→ Parts of the exercise
(1) In the book review about Wilson, what did Wilson habitually call his second wife?
(2) Pick up the review of the book on Wilson's unconscious right after its final sentence and keep writing it.

--- START Source text ---

Certain aspects seem slighted: for one, the fact of Wilson’s late reading, whose repercussions for a mentally gifted child in an intellectual family could not fail to have been devastating, and for another, oddly enough, Wilson’s relations with women. The easy references to mother identification and to his wives as “mother substitutes” are coupled with the flat statement that until the first Mrs. Wilson’s death Wilson “had not the slightest sexual interest in any other woman.” I am perfectly prepared to believe it, but, to quote my own marginal notes at this point, “how on earth do they know?” What is the evidence for or proof of this negative? (The book, incidentally, is without notes or references of any kind, and quotations are given without attribution.) As regards the second Mrs. Wilson: “Let us content ourselves,” the authors say airily, that Wilson “again found a mother’s breast on which to rest.” In view of rather more genial aspects of this relationship not mentioned in this book, including the fact that Wilson habitually referred to his second wife as “Little Girl,” the authors’ reliance on mother seems a bit glib.

Sex in lay terms in fact receives surprisingly little explicit emphasis in a work co-authored by the progenitor of the sexual revolution. (I note this less in complaint than in wonder.) Even the male friendships are treated as facets of the father-son problem, not as latent homosexuality, a relief to anyone whose cup of ennui has been filled by that particular strain in our current literary supply.

Up to this point the authors’ exploration of Wilson’s unconscious is enlightening and valuable, despite an irritating style. Among other faults is a habit of maddening repetition, not only of phrases but of whole episodes, recounted two or three times in identical language as if the reader were some sort of nitwit who could not be trusted to retain what he is told from one chapter to the next. More fundamental is the basically irresponsible approach. The authors have allowed emotional bias to direct their inquiry, which has led to undisciplined reasoning, wild overstatement (the Treaty of Versailles was “the death sentence for European civilization”), and false conclusions.

--- END Source text ---
--- START Given information ---

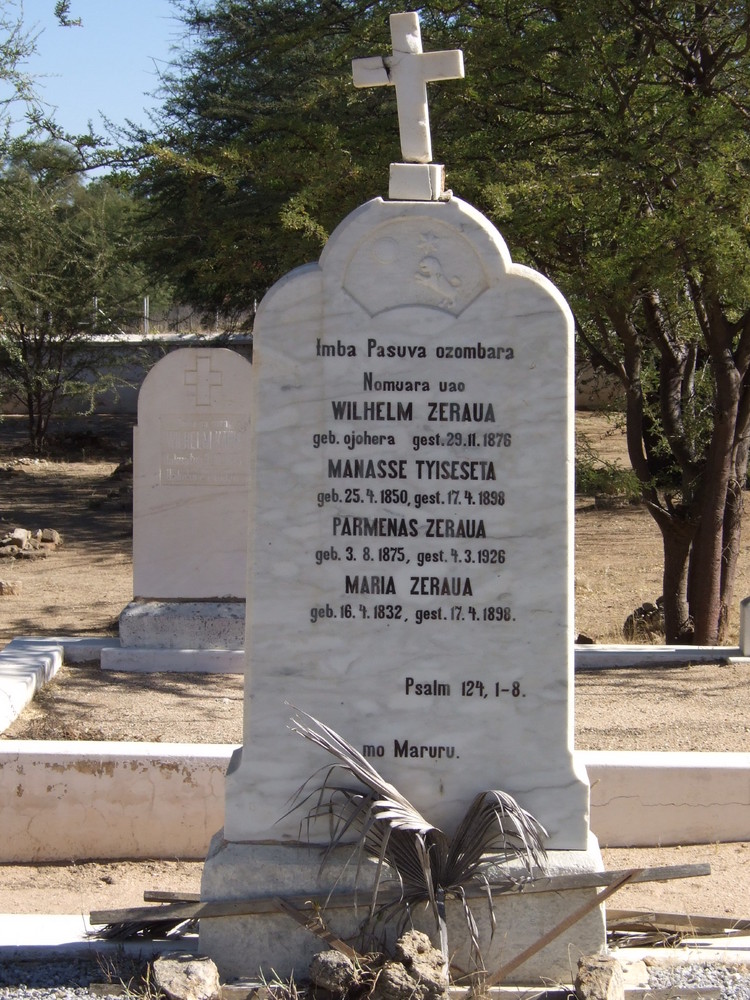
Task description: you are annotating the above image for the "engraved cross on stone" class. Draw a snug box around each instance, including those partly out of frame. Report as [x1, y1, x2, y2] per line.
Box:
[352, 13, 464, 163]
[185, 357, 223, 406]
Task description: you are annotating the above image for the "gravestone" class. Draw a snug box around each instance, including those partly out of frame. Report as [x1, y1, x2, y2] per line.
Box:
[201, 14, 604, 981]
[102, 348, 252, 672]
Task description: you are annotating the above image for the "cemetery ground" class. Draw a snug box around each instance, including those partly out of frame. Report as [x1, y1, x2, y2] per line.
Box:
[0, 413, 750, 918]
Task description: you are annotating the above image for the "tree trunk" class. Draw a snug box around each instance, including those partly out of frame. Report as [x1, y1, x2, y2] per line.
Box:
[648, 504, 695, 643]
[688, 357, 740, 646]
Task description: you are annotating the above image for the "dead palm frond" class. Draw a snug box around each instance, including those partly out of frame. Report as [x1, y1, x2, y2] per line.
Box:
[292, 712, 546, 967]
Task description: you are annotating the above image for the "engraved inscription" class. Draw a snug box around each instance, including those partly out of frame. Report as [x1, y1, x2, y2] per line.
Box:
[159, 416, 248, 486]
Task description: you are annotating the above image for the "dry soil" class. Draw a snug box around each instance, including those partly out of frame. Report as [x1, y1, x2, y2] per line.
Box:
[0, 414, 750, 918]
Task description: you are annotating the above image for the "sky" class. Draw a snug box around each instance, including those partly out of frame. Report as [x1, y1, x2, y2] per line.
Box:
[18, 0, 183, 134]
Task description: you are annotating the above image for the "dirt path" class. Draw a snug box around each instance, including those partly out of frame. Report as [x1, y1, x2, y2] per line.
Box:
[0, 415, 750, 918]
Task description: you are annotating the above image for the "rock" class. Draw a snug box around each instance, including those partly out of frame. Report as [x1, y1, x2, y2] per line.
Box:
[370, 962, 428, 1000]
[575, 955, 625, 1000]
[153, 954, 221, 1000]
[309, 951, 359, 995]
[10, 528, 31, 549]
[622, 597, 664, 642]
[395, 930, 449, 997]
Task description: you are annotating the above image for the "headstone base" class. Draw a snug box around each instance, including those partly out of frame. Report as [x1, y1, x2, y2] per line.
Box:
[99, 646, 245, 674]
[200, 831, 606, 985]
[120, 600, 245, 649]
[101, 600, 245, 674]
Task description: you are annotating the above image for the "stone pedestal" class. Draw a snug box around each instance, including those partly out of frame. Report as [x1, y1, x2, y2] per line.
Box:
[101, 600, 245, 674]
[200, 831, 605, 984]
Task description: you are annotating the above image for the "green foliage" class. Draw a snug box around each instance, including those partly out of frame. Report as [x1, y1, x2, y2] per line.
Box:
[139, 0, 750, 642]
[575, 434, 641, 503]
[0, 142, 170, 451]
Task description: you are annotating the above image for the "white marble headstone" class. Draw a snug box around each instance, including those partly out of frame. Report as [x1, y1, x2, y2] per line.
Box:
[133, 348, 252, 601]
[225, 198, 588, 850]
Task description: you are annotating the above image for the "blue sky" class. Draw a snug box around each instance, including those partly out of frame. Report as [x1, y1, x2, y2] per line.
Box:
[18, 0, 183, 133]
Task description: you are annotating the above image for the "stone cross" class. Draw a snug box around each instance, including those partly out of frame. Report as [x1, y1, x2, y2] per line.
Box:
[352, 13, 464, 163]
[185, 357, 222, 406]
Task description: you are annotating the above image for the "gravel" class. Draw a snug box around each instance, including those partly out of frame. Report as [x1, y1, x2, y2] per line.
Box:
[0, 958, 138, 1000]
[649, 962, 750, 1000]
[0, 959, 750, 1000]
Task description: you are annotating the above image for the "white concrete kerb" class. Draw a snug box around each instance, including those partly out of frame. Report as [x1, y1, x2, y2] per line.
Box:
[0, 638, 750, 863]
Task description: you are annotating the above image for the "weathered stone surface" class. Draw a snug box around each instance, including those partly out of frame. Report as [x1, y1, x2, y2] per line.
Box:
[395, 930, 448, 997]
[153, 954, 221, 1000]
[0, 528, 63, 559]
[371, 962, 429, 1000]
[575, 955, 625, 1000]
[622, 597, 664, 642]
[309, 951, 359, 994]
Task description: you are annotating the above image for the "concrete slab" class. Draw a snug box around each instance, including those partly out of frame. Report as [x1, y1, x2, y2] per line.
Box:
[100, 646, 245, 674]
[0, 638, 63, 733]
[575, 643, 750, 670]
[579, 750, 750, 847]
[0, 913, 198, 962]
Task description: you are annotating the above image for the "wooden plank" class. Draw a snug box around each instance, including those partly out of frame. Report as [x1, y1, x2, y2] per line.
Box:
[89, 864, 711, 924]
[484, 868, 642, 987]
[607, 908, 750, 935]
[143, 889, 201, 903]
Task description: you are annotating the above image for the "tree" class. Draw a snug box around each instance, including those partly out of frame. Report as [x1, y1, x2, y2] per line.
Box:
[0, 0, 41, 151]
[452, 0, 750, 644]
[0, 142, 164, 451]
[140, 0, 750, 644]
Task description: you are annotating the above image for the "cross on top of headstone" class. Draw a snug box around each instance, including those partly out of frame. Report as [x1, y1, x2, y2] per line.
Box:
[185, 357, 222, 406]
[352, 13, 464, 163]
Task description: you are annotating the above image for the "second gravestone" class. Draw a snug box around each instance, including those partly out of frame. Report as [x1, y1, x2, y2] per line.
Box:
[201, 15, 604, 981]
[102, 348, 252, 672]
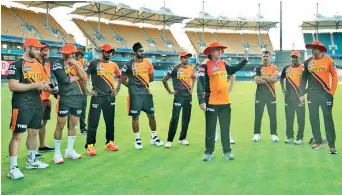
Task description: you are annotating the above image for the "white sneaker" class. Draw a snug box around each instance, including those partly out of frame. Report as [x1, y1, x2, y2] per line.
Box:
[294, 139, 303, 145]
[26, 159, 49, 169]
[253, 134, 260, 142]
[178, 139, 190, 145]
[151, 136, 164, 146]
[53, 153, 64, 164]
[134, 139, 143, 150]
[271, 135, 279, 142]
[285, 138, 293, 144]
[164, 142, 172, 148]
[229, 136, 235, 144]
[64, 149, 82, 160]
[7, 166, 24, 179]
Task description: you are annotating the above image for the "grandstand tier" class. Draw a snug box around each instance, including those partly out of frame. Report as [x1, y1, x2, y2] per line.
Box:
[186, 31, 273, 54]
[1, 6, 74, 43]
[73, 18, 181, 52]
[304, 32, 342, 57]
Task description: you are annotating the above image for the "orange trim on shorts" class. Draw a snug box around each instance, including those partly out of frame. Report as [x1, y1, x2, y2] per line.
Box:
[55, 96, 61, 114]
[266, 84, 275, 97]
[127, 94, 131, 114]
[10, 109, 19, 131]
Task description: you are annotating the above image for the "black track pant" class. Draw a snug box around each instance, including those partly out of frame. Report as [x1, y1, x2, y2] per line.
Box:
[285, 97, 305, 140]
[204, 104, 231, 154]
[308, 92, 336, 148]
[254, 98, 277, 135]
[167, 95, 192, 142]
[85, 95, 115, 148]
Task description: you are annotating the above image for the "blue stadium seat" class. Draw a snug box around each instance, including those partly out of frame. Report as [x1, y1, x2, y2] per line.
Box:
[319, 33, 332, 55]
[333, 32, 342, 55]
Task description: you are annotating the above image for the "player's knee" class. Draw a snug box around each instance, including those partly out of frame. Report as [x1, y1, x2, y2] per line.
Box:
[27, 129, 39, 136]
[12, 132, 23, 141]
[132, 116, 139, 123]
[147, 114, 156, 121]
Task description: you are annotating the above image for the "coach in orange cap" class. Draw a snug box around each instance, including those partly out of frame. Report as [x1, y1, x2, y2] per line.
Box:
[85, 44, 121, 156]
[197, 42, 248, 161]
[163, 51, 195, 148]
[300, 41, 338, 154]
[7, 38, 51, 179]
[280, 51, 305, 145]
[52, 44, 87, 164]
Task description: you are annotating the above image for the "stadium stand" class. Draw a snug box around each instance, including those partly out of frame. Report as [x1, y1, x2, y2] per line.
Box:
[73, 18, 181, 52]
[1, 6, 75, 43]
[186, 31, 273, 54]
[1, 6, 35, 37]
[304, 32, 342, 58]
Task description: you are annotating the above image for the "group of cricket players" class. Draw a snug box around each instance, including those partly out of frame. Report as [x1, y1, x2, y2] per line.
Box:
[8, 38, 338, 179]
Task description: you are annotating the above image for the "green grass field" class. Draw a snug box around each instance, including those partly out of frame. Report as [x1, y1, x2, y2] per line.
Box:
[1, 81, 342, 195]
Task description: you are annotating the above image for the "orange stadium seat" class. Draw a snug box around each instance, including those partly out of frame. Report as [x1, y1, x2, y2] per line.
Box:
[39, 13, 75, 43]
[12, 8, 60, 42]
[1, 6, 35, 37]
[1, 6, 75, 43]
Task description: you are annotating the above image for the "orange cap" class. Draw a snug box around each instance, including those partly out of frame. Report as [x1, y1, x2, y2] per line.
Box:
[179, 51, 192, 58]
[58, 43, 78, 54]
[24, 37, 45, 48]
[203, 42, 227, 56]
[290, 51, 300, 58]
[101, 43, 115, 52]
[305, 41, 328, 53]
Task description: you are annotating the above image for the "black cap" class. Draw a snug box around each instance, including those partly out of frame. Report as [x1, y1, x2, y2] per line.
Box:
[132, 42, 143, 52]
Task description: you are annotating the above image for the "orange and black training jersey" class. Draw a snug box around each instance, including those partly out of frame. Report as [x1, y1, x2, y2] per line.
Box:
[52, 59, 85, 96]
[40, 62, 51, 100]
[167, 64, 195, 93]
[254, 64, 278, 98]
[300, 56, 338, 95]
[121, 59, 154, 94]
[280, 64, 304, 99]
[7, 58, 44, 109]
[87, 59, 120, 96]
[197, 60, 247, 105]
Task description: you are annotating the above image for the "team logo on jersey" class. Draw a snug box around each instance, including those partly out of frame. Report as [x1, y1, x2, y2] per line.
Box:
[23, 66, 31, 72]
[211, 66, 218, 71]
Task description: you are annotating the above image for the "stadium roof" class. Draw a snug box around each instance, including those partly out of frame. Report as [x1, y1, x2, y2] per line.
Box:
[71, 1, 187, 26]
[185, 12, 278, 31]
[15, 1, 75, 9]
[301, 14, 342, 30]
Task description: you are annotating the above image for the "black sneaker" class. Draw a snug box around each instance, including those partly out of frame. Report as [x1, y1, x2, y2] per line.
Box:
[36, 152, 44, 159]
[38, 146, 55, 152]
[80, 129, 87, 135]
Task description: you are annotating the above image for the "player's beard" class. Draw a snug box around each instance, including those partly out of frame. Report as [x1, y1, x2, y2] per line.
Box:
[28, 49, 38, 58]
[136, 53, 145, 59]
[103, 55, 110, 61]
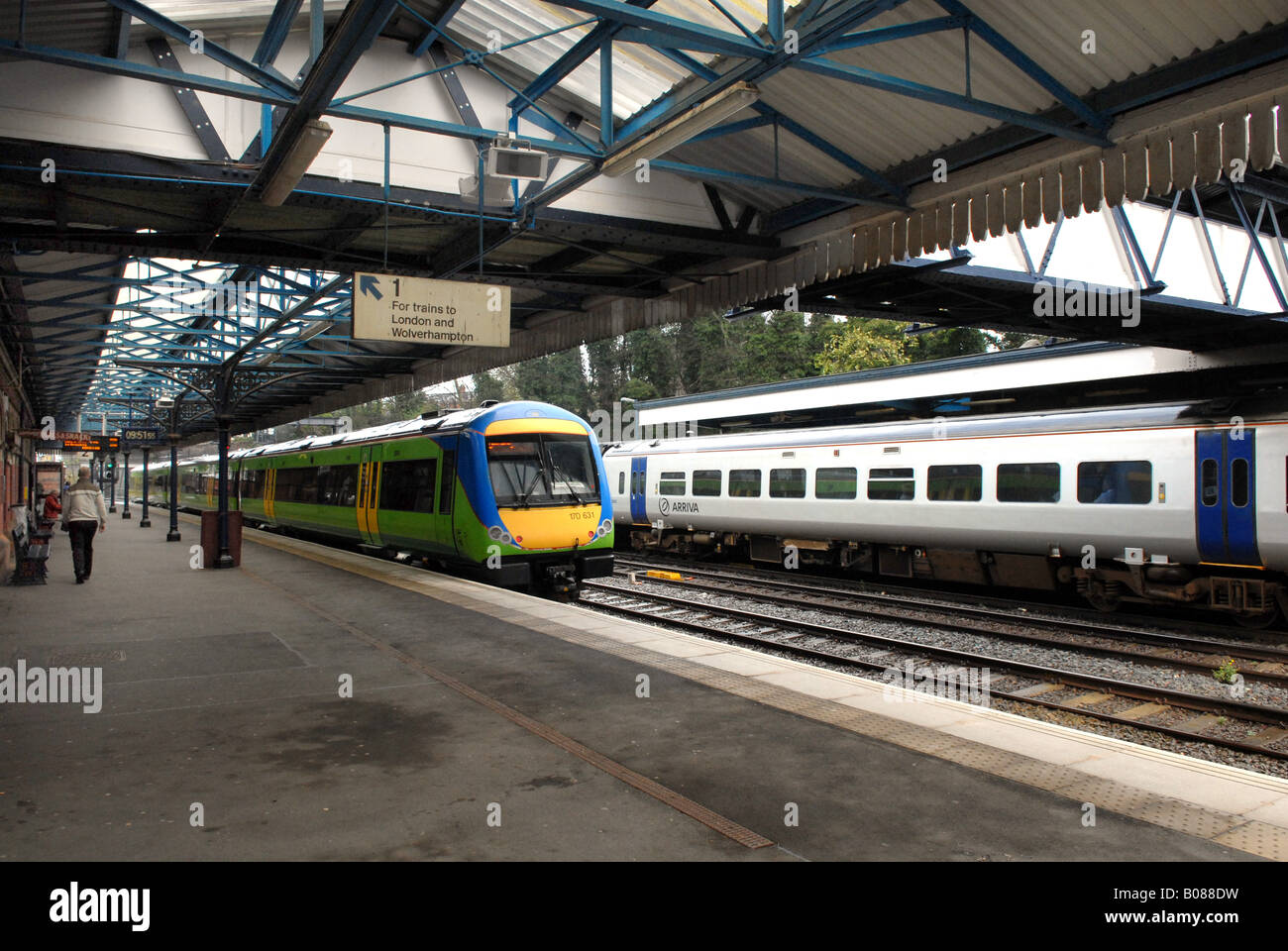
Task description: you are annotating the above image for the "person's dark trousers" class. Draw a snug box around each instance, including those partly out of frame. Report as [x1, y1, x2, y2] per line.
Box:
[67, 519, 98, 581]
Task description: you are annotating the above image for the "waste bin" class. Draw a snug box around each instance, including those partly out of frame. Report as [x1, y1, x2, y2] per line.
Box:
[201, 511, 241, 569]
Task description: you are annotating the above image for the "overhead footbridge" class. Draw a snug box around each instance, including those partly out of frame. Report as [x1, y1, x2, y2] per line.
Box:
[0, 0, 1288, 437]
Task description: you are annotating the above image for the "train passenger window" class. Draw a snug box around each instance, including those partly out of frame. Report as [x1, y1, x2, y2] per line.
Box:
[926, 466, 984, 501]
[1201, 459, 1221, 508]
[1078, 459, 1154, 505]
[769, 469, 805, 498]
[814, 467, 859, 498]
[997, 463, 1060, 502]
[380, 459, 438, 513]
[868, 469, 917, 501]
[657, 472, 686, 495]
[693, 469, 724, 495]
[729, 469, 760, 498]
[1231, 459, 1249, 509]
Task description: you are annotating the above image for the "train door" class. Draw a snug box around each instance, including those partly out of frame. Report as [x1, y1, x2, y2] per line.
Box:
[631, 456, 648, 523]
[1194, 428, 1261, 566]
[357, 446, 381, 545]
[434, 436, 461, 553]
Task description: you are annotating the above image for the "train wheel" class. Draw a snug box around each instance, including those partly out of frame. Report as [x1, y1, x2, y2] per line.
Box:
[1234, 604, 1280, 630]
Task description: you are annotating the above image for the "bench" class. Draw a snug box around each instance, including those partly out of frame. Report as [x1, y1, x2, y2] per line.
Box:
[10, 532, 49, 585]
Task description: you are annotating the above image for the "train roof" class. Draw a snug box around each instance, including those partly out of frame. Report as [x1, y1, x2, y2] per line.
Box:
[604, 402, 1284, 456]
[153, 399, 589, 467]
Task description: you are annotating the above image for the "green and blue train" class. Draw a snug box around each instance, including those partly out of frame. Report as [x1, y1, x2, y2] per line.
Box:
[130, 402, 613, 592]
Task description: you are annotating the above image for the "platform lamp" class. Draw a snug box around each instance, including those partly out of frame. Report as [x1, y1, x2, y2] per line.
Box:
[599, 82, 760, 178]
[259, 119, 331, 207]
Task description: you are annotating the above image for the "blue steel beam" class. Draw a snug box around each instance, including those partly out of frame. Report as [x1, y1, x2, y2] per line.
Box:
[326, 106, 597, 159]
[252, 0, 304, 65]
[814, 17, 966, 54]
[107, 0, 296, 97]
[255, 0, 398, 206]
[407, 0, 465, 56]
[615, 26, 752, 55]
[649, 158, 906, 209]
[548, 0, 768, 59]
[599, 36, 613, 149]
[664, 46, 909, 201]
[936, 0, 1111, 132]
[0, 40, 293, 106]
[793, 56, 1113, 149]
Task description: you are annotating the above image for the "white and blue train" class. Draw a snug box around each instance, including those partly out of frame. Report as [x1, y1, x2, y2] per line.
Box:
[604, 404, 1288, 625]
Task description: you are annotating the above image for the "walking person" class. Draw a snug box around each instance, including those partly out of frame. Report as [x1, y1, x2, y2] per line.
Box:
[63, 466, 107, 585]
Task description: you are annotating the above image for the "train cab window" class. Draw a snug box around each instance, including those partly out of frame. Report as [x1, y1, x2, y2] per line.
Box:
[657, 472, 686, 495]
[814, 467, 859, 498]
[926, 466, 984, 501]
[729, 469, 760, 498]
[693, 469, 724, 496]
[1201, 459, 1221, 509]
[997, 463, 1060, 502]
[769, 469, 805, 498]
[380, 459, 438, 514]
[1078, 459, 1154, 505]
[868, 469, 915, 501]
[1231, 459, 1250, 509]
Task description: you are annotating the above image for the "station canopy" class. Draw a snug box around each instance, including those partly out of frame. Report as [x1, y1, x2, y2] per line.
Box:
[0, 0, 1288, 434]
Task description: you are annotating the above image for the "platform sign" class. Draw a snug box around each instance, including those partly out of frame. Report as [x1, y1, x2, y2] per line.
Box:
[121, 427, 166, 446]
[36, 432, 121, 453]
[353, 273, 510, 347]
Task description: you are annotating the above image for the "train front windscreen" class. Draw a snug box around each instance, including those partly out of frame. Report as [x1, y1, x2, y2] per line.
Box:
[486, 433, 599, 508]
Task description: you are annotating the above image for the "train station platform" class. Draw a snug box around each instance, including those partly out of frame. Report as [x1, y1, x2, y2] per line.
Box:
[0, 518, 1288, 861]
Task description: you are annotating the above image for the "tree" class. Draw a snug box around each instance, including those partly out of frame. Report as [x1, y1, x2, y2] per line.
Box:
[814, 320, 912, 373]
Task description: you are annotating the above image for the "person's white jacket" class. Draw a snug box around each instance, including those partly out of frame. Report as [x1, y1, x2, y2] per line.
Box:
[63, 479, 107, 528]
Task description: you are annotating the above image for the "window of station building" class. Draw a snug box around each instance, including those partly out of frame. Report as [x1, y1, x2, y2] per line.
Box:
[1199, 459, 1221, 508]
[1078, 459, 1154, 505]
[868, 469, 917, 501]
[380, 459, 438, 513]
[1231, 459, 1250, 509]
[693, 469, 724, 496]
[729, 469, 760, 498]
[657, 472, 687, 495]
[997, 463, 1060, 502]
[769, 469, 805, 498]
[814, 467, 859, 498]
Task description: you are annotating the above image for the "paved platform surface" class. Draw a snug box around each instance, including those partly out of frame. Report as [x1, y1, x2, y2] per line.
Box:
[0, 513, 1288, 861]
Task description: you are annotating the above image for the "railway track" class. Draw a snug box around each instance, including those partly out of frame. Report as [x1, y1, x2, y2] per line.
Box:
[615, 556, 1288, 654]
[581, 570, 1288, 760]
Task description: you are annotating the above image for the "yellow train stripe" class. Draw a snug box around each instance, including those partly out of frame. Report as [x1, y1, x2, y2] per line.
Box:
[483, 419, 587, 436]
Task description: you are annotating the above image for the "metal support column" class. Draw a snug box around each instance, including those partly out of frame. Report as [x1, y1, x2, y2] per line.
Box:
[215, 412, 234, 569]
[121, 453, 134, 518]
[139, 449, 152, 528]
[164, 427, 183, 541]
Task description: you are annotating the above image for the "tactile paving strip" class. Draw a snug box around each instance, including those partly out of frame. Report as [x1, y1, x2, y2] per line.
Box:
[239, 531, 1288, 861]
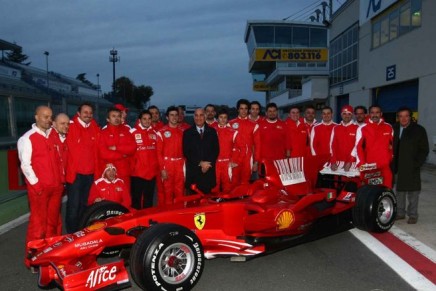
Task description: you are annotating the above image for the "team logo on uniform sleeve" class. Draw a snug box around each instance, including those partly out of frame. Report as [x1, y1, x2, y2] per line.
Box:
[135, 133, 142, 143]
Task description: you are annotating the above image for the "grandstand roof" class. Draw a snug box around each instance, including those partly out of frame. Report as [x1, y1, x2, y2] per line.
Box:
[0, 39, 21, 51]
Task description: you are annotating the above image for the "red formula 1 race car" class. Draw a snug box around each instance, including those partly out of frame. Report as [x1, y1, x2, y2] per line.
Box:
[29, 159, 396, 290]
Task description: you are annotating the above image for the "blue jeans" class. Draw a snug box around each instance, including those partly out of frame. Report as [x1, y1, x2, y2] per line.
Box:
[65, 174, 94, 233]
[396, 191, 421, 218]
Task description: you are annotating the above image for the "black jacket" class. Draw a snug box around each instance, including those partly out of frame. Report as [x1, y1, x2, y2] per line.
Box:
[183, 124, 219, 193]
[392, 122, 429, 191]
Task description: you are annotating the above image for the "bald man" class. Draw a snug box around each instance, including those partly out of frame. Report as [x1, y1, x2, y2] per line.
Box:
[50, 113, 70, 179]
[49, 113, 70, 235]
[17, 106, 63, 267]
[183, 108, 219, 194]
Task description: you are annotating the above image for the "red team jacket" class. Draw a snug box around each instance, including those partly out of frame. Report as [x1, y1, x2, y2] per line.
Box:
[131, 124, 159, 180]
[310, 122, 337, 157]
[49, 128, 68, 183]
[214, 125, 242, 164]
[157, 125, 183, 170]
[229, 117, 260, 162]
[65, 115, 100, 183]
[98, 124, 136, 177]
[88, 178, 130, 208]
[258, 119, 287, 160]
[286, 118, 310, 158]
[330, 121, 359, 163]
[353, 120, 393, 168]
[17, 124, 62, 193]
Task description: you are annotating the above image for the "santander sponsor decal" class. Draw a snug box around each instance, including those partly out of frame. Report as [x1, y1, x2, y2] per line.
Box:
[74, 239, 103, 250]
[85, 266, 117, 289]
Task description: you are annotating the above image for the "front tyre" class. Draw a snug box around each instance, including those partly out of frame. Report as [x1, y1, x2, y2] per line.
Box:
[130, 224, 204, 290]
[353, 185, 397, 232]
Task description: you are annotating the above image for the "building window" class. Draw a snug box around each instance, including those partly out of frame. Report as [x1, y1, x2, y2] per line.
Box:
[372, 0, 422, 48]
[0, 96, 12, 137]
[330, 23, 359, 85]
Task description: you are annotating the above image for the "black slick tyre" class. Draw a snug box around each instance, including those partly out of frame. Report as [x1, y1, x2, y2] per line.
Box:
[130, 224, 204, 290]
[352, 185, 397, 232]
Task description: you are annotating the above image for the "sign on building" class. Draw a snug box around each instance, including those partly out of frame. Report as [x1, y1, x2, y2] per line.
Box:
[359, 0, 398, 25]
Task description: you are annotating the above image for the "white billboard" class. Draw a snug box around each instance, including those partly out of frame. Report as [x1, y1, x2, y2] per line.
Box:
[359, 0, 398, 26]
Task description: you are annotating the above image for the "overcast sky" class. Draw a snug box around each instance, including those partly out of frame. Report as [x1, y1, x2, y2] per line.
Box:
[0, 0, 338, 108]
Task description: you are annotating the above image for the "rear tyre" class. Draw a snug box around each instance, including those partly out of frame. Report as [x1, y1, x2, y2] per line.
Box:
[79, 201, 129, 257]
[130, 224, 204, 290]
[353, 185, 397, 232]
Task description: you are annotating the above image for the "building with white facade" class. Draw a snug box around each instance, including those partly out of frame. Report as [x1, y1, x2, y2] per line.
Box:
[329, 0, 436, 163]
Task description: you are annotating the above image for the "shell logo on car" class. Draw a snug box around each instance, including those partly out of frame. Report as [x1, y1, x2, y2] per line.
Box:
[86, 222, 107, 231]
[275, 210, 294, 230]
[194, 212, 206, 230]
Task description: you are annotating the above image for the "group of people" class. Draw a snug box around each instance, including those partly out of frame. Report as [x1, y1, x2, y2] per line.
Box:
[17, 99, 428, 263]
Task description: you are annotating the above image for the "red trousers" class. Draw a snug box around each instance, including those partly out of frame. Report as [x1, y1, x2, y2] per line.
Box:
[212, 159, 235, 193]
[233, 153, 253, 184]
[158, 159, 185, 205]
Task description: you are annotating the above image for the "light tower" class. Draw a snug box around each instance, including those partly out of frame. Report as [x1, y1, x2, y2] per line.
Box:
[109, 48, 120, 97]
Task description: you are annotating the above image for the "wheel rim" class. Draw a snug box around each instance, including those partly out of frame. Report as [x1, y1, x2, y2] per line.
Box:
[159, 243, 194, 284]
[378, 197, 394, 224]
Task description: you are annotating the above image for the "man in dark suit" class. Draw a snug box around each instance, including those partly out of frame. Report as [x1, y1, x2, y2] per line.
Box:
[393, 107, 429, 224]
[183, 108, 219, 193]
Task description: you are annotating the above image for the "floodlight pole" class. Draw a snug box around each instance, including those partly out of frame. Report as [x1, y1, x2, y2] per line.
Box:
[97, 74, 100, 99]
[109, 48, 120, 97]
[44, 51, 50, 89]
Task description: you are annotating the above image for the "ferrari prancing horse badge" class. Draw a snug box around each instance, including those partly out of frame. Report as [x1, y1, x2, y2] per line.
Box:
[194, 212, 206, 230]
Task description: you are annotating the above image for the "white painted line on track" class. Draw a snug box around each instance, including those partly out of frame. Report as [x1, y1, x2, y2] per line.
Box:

--- END Given information ---

→ Solved problems
(1) He called her "Little Girl."

(2)
A writer dealing with the world of actuality as distinct from fiction has, it seems to me, an obligation to the reader to deal as honestly with the facts as he knows how. It is easy enough with even a minimum skill in words to leave a loaded impression on the reader while evading the responsibility of being explicit, but the temptation is one that most writers who respect their profession will try to resist. Freud and Bullitt indulge it. They repeatedly, for instance, use the suggestive but loose terms “mental degeneracy” and “degeneration” (“the mental degeneration which led him to sign the Treaty of Versailles”), and sidle up to psychosis while avoiding a precise statement which could be challenged (“he nearly plunged into psychosis” or “he was rapidly nearing that psychic land … in which an asylum chair may be the throne of God”). This is pretty, but is it historical? The fact may be historical; indeed, the evidence adduced by the authors, especially the truly frightening quotations from Wilson’s last frenetic speeches on the League, suggests that he was psychotic in the final period from Versailles to his collapse. But the historian’s duty, especially in a matter of such moment as the psychosis of a President, is to state plainly, not to evade responsibility by the blurring of metaphor.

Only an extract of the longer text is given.